[[ Records for this exercise, beginning ]]

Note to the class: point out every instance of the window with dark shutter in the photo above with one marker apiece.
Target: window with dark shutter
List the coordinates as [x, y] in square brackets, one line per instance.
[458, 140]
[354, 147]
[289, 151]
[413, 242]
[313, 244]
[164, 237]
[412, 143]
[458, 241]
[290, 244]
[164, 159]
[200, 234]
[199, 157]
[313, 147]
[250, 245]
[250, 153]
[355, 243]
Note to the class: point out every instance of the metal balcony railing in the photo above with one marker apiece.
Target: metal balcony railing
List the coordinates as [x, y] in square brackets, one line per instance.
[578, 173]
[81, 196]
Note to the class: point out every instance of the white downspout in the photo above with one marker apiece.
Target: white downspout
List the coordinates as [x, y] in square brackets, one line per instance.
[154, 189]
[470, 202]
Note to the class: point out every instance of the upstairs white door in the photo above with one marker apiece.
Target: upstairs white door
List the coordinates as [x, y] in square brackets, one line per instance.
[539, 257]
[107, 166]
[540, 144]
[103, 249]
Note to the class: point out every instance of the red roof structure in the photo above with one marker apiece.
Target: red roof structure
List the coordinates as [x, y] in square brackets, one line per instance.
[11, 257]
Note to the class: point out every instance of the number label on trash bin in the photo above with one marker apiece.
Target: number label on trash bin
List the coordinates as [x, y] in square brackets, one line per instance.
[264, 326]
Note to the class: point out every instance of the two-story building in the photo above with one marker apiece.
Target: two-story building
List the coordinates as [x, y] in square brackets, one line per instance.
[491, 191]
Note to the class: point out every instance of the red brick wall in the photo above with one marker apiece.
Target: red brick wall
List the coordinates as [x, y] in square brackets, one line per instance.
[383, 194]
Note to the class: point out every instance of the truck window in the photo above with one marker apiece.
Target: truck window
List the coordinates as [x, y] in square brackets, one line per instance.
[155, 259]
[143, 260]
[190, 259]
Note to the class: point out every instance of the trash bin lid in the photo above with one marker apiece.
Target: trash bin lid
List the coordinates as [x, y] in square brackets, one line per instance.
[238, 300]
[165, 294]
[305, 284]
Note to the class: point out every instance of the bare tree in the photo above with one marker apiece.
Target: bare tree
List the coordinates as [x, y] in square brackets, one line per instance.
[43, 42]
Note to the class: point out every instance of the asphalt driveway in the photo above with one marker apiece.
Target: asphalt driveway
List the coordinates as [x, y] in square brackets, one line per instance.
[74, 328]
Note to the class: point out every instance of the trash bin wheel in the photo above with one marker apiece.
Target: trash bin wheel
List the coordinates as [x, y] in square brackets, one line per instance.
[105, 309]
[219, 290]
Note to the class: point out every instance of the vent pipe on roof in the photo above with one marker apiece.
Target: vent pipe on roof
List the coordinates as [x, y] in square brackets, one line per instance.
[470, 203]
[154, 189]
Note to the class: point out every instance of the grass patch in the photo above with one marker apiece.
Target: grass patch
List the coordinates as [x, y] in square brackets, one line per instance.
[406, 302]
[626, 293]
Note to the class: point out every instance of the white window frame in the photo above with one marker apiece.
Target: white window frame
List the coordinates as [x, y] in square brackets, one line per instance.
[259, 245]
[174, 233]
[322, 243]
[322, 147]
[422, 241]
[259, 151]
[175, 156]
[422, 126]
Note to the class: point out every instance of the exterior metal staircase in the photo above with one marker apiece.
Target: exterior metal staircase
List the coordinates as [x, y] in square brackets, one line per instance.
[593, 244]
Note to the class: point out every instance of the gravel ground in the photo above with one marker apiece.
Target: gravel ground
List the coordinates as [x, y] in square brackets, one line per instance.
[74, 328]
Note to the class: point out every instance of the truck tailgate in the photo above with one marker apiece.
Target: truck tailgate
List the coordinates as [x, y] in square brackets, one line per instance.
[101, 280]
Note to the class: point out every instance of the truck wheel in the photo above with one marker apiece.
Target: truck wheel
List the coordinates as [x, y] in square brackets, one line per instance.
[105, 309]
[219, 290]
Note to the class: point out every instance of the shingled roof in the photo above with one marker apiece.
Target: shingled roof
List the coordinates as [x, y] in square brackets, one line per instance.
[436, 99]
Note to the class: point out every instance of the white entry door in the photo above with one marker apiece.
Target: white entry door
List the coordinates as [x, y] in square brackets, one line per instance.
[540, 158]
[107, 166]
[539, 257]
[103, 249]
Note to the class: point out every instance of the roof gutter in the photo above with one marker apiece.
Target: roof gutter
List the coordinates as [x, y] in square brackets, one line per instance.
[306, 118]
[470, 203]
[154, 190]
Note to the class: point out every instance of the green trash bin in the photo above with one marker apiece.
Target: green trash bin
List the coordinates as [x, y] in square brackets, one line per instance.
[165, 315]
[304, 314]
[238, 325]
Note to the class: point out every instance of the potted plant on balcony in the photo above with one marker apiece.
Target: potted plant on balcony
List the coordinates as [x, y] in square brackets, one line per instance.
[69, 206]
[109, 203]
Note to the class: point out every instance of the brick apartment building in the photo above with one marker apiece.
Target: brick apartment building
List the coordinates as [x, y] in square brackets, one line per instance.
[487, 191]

[[ Records for this exercise, end ]]

About this exercise
For the records above, state how many lines include the string "gutter", giving the number and nothing else.

Task response
2